(Named region outline items)

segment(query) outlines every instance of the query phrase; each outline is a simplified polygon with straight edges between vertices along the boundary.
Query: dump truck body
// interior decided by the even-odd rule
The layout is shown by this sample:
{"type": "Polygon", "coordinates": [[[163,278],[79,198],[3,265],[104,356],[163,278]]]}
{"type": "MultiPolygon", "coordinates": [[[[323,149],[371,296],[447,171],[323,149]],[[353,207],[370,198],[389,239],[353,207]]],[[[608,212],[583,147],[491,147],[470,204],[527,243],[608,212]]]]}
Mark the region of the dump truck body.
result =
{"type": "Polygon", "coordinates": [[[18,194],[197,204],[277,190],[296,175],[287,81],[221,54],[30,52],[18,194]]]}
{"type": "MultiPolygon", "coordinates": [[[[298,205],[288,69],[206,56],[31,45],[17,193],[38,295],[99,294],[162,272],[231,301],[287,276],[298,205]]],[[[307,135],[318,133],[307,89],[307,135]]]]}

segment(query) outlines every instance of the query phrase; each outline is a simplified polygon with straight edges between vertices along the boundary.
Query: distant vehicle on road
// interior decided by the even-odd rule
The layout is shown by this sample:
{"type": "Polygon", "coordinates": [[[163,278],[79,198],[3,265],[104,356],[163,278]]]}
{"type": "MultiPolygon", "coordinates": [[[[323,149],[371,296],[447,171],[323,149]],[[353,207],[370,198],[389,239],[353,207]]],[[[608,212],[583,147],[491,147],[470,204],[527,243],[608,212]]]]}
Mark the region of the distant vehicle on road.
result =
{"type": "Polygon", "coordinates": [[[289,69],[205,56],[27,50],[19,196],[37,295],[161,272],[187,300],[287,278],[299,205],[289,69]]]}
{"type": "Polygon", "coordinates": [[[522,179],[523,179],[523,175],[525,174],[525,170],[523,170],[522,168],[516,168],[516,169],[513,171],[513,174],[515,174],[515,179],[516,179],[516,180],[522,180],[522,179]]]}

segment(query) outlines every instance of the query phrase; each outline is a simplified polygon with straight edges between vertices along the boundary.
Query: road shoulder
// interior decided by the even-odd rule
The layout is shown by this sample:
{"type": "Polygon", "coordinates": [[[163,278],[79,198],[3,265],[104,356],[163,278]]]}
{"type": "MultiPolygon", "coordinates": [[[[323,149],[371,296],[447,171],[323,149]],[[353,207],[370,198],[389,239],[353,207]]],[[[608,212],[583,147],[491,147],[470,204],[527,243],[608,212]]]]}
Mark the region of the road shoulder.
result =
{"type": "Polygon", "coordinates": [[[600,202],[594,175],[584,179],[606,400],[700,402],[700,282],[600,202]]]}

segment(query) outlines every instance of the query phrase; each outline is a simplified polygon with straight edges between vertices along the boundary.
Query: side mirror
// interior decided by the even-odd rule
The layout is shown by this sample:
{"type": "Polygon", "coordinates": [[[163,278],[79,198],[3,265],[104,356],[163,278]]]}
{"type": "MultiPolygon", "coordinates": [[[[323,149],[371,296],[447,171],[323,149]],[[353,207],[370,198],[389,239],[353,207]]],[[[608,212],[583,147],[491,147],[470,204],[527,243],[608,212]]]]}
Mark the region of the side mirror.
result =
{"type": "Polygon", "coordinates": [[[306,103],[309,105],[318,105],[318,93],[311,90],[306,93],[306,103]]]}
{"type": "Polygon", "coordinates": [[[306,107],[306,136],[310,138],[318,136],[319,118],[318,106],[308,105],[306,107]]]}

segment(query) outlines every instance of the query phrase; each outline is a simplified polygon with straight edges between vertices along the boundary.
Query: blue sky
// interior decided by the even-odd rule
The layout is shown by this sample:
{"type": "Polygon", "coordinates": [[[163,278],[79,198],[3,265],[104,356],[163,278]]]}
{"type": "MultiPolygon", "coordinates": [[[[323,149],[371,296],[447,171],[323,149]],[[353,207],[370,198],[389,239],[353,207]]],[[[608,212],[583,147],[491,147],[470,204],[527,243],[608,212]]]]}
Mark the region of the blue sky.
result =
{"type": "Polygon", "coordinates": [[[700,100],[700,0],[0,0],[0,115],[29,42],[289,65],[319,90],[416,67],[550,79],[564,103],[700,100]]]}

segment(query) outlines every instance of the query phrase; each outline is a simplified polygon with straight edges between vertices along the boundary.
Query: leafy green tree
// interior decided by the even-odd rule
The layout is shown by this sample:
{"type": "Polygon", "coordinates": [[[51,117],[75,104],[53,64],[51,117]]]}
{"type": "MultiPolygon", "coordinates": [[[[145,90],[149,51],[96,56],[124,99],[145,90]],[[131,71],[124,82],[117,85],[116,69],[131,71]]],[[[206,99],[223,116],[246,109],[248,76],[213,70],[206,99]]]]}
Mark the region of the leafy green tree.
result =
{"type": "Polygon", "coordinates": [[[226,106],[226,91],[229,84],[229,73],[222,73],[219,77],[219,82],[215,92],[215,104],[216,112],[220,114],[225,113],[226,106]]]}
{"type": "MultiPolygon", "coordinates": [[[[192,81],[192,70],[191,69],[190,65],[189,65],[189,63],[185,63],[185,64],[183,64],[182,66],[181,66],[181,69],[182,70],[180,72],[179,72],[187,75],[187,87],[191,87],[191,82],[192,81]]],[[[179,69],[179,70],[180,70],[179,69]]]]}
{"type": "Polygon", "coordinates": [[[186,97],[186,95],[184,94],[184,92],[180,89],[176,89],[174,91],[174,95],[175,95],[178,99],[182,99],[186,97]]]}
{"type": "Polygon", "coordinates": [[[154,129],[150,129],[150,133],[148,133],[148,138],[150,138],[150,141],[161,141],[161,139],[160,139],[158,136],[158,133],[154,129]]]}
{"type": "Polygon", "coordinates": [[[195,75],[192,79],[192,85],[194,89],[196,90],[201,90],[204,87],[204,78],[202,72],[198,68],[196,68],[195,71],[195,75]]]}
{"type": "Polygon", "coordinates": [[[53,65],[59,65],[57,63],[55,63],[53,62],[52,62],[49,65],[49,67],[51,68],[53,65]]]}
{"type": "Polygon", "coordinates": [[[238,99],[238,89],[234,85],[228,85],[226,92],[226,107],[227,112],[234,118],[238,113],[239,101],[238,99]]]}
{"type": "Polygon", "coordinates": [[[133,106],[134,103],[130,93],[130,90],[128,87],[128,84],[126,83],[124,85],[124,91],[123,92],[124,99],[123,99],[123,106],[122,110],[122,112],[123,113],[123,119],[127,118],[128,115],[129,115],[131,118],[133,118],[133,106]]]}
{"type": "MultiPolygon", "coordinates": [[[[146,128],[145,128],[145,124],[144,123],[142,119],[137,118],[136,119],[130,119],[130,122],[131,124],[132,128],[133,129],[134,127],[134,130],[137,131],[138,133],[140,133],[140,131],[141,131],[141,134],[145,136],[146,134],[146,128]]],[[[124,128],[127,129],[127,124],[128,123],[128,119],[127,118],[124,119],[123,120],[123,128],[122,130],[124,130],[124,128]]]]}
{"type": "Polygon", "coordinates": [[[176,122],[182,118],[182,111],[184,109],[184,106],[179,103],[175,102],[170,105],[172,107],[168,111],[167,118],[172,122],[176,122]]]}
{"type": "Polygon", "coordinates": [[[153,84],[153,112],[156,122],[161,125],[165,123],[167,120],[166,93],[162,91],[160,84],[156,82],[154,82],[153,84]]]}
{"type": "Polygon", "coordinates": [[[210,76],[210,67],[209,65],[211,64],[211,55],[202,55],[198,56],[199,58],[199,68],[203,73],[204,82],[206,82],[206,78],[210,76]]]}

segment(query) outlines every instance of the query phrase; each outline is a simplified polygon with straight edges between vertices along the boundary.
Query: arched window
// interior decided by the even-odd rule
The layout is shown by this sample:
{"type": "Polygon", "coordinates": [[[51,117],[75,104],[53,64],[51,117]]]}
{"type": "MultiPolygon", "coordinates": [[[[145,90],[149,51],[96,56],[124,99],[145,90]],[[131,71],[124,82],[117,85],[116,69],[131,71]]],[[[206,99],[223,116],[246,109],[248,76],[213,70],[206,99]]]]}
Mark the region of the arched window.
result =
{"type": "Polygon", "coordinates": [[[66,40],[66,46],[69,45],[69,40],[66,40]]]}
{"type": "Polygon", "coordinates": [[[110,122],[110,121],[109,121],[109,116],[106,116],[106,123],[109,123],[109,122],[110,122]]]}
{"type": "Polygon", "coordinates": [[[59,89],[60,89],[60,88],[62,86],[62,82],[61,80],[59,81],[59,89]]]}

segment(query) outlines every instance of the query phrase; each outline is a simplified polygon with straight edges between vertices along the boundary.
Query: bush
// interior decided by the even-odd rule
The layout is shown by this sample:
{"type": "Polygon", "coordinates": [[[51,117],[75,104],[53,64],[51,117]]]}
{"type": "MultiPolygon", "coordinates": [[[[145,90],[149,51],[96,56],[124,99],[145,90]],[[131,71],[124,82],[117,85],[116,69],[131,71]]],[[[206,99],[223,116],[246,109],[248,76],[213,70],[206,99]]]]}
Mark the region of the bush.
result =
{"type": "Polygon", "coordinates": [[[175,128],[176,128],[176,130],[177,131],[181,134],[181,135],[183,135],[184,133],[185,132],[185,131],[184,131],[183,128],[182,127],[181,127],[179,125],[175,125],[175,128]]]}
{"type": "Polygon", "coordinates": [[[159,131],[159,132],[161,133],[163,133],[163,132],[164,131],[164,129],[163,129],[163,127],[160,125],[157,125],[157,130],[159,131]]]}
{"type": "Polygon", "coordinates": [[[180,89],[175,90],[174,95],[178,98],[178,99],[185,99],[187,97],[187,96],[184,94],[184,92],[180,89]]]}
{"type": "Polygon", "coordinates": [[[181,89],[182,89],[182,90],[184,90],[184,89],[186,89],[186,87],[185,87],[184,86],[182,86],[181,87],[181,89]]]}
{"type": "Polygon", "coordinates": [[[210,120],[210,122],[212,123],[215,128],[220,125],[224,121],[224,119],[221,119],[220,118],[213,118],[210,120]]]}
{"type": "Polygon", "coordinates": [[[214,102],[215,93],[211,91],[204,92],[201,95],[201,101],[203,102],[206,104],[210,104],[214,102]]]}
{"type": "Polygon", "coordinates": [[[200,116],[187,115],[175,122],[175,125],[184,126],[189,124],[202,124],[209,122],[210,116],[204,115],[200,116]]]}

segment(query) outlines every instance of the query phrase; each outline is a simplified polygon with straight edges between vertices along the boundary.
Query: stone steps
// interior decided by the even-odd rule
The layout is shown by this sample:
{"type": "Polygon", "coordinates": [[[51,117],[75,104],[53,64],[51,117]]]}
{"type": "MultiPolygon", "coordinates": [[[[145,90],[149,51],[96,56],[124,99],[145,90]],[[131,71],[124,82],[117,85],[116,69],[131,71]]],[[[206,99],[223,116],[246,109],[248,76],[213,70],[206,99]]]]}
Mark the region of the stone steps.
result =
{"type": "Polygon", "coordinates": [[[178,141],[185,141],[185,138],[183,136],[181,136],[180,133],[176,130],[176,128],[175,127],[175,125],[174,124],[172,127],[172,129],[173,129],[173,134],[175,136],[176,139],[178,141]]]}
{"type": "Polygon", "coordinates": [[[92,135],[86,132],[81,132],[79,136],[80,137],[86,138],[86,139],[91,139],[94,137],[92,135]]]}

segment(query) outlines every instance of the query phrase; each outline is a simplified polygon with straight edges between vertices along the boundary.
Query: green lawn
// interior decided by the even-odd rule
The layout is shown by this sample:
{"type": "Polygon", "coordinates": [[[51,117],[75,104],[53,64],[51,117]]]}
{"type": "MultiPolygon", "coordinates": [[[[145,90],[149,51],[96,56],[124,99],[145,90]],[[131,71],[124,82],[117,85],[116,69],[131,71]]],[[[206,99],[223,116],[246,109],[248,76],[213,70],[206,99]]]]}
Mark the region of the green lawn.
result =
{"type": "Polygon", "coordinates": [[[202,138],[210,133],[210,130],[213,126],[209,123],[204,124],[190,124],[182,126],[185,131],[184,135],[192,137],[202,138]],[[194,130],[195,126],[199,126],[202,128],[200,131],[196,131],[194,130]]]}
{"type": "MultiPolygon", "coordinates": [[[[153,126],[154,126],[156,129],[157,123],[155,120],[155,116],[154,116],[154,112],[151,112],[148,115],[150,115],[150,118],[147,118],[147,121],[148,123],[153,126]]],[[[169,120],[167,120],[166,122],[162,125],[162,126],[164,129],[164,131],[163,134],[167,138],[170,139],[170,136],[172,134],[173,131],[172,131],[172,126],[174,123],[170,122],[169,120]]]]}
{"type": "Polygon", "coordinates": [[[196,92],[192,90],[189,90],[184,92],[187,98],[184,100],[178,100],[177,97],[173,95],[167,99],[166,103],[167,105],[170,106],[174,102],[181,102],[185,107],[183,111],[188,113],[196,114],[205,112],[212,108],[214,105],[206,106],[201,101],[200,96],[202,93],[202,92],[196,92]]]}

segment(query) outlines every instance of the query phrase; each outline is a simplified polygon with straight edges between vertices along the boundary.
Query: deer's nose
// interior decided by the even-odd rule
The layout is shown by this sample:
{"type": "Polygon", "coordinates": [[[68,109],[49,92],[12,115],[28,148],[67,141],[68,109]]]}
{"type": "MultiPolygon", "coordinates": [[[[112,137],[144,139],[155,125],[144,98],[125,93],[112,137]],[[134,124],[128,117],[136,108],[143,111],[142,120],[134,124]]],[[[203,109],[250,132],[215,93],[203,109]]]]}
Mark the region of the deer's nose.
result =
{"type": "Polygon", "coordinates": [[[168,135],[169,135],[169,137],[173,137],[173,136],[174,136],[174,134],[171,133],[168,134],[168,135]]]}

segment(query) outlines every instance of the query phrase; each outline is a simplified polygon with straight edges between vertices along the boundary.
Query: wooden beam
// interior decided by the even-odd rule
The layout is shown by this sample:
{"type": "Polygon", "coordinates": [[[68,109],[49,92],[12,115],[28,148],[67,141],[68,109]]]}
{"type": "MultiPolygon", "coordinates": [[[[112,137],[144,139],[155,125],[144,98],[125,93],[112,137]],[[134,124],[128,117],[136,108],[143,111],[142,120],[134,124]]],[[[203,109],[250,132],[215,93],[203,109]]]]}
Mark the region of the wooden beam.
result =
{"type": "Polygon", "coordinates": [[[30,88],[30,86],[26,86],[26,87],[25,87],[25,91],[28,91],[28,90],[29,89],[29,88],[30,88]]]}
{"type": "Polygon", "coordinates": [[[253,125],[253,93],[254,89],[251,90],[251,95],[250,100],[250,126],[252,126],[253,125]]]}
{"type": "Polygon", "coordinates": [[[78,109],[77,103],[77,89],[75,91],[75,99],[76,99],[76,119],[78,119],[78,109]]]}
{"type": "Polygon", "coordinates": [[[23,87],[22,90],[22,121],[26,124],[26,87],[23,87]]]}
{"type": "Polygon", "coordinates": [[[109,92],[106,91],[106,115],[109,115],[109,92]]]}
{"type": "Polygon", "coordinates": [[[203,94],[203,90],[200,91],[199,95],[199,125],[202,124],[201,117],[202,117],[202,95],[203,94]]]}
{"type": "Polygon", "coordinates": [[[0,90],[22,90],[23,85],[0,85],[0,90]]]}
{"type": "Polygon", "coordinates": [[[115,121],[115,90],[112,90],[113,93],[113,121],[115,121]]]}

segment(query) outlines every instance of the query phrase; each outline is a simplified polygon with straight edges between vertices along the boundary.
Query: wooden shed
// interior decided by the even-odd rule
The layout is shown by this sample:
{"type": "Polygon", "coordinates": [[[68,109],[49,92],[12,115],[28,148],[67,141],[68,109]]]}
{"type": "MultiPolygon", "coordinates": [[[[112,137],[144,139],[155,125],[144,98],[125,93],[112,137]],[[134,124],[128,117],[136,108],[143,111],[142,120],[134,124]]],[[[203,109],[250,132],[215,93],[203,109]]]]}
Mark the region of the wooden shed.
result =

REQUIREMENT:
Copy every line of the items above that contains the string "wooden", treating uppercase and lowercase as different.

FINISHED TASK:
Query: wooden beam
Mark the region of the wooden beam.
Query: wooden shed
Mark the region of the wooden shed.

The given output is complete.